== What to work on ==
Every line of the material that follows must be printed again exactly.

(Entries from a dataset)
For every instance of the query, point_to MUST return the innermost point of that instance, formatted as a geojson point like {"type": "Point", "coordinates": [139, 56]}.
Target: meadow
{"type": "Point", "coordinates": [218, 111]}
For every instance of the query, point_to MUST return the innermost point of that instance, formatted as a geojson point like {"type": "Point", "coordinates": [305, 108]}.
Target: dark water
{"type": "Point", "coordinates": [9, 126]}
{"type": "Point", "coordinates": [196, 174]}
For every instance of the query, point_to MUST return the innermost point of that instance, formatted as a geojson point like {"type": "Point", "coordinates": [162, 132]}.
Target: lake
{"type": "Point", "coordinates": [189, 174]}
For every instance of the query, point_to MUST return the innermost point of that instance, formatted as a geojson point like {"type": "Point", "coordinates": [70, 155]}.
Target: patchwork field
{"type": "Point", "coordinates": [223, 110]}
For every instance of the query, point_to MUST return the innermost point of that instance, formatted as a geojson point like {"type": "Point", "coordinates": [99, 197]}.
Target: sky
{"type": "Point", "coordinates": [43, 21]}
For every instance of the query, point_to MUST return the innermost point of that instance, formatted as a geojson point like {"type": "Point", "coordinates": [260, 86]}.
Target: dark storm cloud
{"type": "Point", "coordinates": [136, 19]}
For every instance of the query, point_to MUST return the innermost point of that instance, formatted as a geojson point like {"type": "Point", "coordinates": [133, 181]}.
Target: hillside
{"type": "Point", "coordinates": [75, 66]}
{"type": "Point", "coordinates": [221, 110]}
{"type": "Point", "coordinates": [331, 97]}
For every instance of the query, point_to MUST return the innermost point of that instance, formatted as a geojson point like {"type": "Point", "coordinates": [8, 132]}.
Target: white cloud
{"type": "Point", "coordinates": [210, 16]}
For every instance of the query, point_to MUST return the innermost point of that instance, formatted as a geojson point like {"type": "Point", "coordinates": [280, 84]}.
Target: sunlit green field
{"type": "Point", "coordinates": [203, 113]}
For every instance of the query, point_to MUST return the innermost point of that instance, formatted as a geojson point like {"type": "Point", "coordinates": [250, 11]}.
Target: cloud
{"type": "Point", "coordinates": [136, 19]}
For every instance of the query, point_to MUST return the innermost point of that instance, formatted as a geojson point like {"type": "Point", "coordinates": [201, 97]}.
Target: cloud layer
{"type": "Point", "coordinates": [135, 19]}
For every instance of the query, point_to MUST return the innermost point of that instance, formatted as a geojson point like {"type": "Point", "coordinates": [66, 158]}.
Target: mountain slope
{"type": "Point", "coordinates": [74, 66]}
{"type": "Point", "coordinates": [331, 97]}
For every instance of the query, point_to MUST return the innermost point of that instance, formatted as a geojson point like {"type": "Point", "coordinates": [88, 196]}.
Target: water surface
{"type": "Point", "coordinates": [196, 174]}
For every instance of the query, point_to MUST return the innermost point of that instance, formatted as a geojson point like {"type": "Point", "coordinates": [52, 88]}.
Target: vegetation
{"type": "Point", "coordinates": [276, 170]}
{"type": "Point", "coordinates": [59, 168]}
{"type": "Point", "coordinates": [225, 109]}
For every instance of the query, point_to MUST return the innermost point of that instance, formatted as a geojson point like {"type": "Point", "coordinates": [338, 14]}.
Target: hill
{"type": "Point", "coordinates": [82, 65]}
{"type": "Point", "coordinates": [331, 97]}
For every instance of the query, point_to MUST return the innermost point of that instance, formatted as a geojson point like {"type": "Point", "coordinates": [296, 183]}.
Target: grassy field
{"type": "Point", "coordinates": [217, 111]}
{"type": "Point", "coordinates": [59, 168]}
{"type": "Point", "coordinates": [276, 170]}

== Task solution ==
For every instance of the query, point_to MUST return the innermost point of that instance, formatted as a geojson point like {"type": "Point", "coordinates": [139, 56]}.
Target: meadow
{"type": "Point", "coordinates": [218, 111]}
For every instance of the query, point_to MUST return the innermost point of that instance, formatted as a geojson point like {"type": "Point", "coordinates": [305, 108]}.
Target: dark water
{"type": "Point", "coordinates": [9, 126]}
{"type": "Point", "coordinates": [196, 174]}
For every instance of the query, point_to MUST return the innermost point of that instance, formatted as a geojson point like {"type": "Point", "coordinates": [162, 132]}.
Target: lake
{"type": "Point", "coordinates": [189, 174]}
For every instance of the query, point_to MUST return the innermost point of that instance, formatted as a geojson point like {"type": "Point", "coordinates": [70, 155]}.
Target: patchwork field
{"type": "Point", "coordinates": [223, 110]}
For every instance of the query, point_to MUST return the innermost point of that instance, formatted as a geojson point like {"type": "Point", "coordinates": [99, 197]}.
Target: sky
{"type": "Point", "coordinates": [43, 21]}
For every instance of the query, point_to MUST return the innermost point of that instance, formatted as a geojson point like {"type": "Point", "coordinates": [260, 86]}.
Target: dark storm cloud
{"type": "Point", "coordinates": [136, 19]}
For every instance of the query, point_to MUST return the innermost point of that instance, formatted as a geojson point like {"type": "Point", "coordinates": [133, 181]}.
Target: hillside
{"type": "Point", "coordinates": [75, 66]}
{"type": "Point", "coordinates": [221, 110]}
{"type": "Point", "coordinates": [331, 97]}
For every instance of the query, point_to MUST return the innermost point of that instance, formatted as a geojson point like {"type": "Point", "coordinates": [8, 132]}.
Target: white cloud
{"type": "Point", "coordinates": [210, 16]}
For every instance of the query, point_to MUST return the innermost point of that instance, formatted as a geojson point like {"type": "Point", "coordinates": [280, 84]}.
Target: sunlit green field
{"type": "Point", "coordinates": [203, 113]}
For every instance of the query, point_to MUST return the innermost point of that instance, formatted as a geojson point like {"type": "Point", "coordinates": [250, 11]}.
Target: cloud
{"type": "Point", "coordinates": [136, 19]}
For every instance of the query, point_to MUST return the innermost point of that instance, formatted as a geojson point like {"type": "Point", "coordinates": [201, 97]}.
Target: cloud layer
{"type": "Point", "coordinates": [135, 19]}
For every instance of the query, point_to MUST return the innermost point of that instance, formatted as a geojson point like {"type": "Point", "coordinates": [66, 158]}.
Target: mountain slope
{"type": "Point", "coordinates": [74, 66]}
{"type": "Point", "coordinates": [331, 97]}
For every instance of the query, point_to MUST return the innermost point of that instance, formatted as a geojson point like {"type": "Point", "coordinates": [88, 196]}.
Target: water surface
{"type": "Point", "coordinates": [196, 174]}
For every instance of the query, point_to MUST return the innermost point of that instance, formatted as a geojson point like {"type": "Point", "coordinates": [52, 88]}.
Target: vegetation
{"type": "Point", "coordinates": [276, 170]}
{"type": "Point", "coordinates": [59, 168]}
{"type": "Point", "coordinates": [225, 109]}
For every instance of the query, point_to MUST return the innermost point of that instance, formatted as a geojson point like {"type": "Point", "coordinates": [338, 14]}.
Target: hill
{"type": "Point", "coordinates": [82, 65]}
{"type": "Point", "coordinates": [331, 97]}
For every instance of the query, point_to MUST return the innermost point of that instance, formatted as a geojson point like {"type": "Point", "coordinates": [296, 183]}.
Target: grassy field
{"type": "Point", "coordinates": [217, 111]}
{"type": "Point", "coordinates": [59, 168]}
{"type": "Point", "coordinates": [276, 170]}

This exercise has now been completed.